**Document segment**:
One remarkable feature of the publishing Canadian PELC research community has been the turnover of the most-productive authors, and their increased productivity. Figure B1 shows the publication history for the ten most productive Canadian authors in 1996-98, in terms of their ranking. For example, the third-most productive author (triangles in Figure B1) in 1996-98 was the eighth-ranked in 2001-03, and 22nd in 2006-08. Only one of the original 'top ten' authors has remained in this august company throughout the analysis period (red line in Fig B1 and B2). We must note that to be included in the top ten today requires considerably more productivity: in 1996-98, five publications/three years earned a spot in the top ten: ten years later this productivity would put an author in 33rd position, and eight publications/three years were necessary to earn a top ten position.

**Supplied data**:
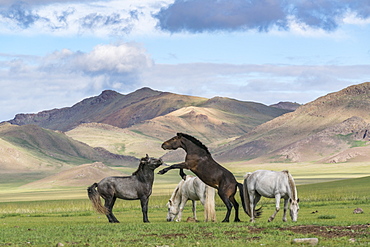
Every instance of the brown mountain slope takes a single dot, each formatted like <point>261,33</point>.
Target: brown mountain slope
<point>269,139</point>
<point>144,104</point>
<point>82,175</point>
<point>212,120</point>
<point>109,107</point>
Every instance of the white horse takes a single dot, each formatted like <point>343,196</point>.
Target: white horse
<point>194,189</point>
<point>271,184</point>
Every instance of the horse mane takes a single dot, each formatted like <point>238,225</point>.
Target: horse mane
<point>195,141</point>
<point>139,171</point>
<point>292,186</point>
<point>175,192</point>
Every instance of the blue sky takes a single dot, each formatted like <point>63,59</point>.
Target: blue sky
<point>55,53</point>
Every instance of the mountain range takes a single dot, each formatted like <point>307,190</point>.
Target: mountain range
<point>117,129</point>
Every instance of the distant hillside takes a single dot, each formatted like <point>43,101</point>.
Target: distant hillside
<point>34,148</point>
<point>315,131</point>
<point>144,104</point>
<point>212,121</point>
<point>82,175</point>
<point>109,107</point>
<point>286,105</point>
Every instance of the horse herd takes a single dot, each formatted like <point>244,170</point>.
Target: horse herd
<point>211,176</point>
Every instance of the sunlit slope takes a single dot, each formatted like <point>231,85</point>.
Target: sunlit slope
<point>35,148</point>
<point>315,131</point>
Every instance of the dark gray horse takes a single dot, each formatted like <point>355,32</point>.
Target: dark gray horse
<point>138,186</point>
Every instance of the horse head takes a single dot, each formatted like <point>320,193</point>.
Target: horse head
<point>294,208</point>
<point>173,143</point>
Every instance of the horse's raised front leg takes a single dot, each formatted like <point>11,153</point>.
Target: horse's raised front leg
<point>236,207</point>
<point>228,205</point>
<point>144,208</point>
<point>109,203</point>
<point>252,205</point>
<point>181,208</point>
<point>175,166</point>
<point>194,203</point>
<point>286,204</point>
<point>277,209</point>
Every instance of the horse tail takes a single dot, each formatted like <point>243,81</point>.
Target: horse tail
<point>247,209</point>
<point>94,197</point>
<point>209,204</point>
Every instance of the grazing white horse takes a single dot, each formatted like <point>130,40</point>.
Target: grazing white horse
<point>271,184</point>
<point>192,188</point>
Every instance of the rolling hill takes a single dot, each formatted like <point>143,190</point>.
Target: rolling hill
<point>317,131</point>
<point>124,111</point>
<point>30,147</point>
<point>82,175</point>
<point>117,129</point>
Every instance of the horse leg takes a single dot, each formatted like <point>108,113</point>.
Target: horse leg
<point>194,209</point>
<point>109,203</point>
<point>277,209</point>
<point>144,208</point>
<point>175,166</point>
<point>252,204</point>
<point>286,202</point>
<point>257,198</point>
<point>181,207</point>
<point>236,207</point>
<point>228,205</point>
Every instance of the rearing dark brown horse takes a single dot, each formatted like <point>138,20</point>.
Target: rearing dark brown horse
<point>199,160</point>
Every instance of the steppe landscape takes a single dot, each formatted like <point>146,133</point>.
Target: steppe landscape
<point>50,157</point>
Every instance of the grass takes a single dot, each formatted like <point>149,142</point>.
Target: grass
<point>74,223</point>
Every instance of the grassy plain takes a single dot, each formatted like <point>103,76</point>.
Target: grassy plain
<point>64,215</point>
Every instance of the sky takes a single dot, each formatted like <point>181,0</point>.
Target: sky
<point>54,53</point>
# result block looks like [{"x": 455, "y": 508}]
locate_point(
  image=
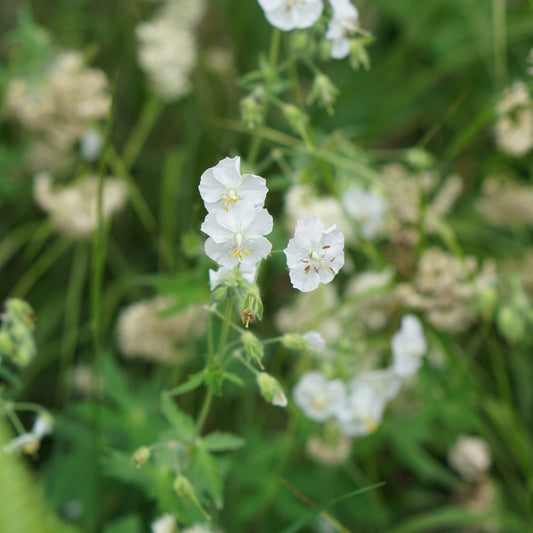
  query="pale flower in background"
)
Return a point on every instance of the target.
[
  {"x": 514, "y": 127},
  {"x": 165, "y": 524},
  {"x": 317, "y": 397},
  {"x": 143, "y": 332},
  {"x": 167, "y": 47},
  {"x": 408, "y": 346},
  {"x": 315, "y": 254},
  {"x": 341, "y": 27},
  {"x": 367, "y": 209},
  {"x": 470, "y": 457},
  {"x": 223, "y": 186},
  {"x": 368, "y": 394},
  {"x": 29, "y": 442},
  {"x": 73, "y": 209},
  {"x": 237, "y": 236},
  {"x": 292, "y": 14}
]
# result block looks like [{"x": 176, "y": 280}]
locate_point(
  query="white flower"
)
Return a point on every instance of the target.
[
  {"x": 342, "y": 25},
  {"x": 165, "y": 524},
  {"x": 91, "y": 144},
  {"x": 318, "y": 398},
  {"x": 408, "y": 346},
  {"x": 315, "y": 254},
  {"x": 470, "y": 457},
  {"x": 290, "y": 14},
  {"x": 222, "y": 186},
  {"x": 314, "y": 341},
  {"x": 368, "y": 394},
  {"x": 29, "y": 442},
  {"x": 236, "y": 236},
  {"x": 367, "y": 209},
  {"x": 217, "y": 277}
]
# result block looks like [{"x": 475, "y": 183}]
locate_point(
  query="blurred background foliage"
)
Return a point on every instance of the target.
[{"x": 437, "y": 69}]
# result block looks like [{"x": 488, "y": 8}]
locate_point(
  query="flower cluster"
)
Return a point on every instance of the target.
[
  {"x": 167, "y": 47},
  {"x": 357, "y": 406},
  {"x": 236, "y": 222},
  {"x": 300, "y": 14}
]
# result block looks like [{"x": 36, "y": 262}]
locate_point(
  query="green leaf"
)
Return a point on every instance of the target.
[
  {"x": 300, "y": 523},
  {"x": 220, "y": 441},
  {"x": 205, "y": 473},
  {"x": 180, "y": 421},
  {"x": 193, "y": 382}
]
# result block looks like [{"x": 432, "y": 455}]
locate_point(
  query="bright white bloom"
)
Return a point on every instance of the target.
[
  {"x": 29, "y": 442},
  {"x": 73, "y": 209},
  {"x": 165, "y": 524},
  {"x": 470, "y": 456},
  {"x": 314, "y": 341},
  {"x": 222, "y": 186},
  {"x": 317, "y": 397},
  {"x": 216, "y": 277},
  {"x": 341, "y": 27},
  {"x": 236, "y": 236},
  {"x": 291, "y": 14},
  {"x": 367, "y": 209},
  {"x": 368, "y": 394},
  {"x": 314, "y": 255},
  {"x": 91, "y": 144},
  {"x": 408, "y": 346}
]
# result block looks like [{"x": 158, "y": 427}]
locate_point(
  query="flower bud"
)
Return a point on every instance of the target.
[
  {"x": 253, "y": 347},
  {"x": 252, "y": 305},
  {"x": 140, "y": 456},
  {"x": 296, "y": 117},
  {"x": 271, "y": 390},
  {"x": 251, "y": 112}
]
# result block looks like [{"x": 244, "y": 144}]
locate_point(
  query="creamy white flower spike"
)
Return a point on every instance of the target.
[
  {"x": 317, "y": 397},
  {"x": 341, "y": 27},
  {"x": 237, "y": 236},
  {"x": 368, "y": 394},
  {"x": 314, "y": 255},
  {"x": 367, "y": 209},
  {"x": 408, "y": 346},
  {"x": 165, "y": 524},
  {"x": 292, "y": 14},
  {"x": 223, "y": 186}
]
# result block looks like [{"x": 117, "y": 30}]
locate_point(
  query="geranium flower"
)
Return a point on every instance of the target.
[
  {"x": 236, "y": 236},
  {"x": 291, "y": 14},
  {"x": 368, "y": 394},
  {"x": 223, "y": 186},
  {"x": 341, "y": 27},
  {"x": 317, "y": 397},
  {"x": 314, "y": 254},
  {"x": 408, "y": 346}
]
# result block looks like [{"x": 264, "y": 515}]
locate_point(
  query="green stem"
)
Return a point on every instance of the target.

**Tasks to carry out**:
[A] Rewrite the paragraph beginning "One remarkable feature" in the passage on Canadian PELC authors so it is shorter but keeps its main facts.
[B] Replace "publications" with "papers" in the stretch of the passage on Canadian PELC authors from "One remarkable feature" through "top ten position.", and give that stretch again.

**Results for each task**:
[A] The most productive authors in Canadian PELC research have changed over time, and their productivity has risen. Figure B1 ranks the ten most productive Canadian authors of 1996-98 across later periods. The third-ranked author of 1996-98 was eighth in 2001-03 and 22nd in 2006-08. Only one of the original top ten stayed in the top ten throughout the analysis period. The top ten also became harder to reach. In 1996-98, five publications in three years was enough. Ten years later, that output ranked 33rd, and a top-ten place required eight publications in three years.

[B]
One remarkable feature of the publishing Canadian PELC research community has been the turnover of the most-productive authors, and their increased productivity. Figure B1 shows the publication history for the ten most productive Canadian authors in 1996-98, in terms of their ranking. For example, the third-most productive author (triangles in Figure B1) in 1996-98 was the eighth-ranked in 2001-03, and 22nd in 2006-08. Only one of the original 'top ten' authors has remained in this august company throughout the analysis period (red line in Fig B1 and B2). We must note that to be included in the top ten today requires considerably more productivity: in 1996-98, five papers/three years earned a spot in the top ten: ten years later this productivity would put an author in 33rd position, and eight papers/three years were necessary to earn a top ten position.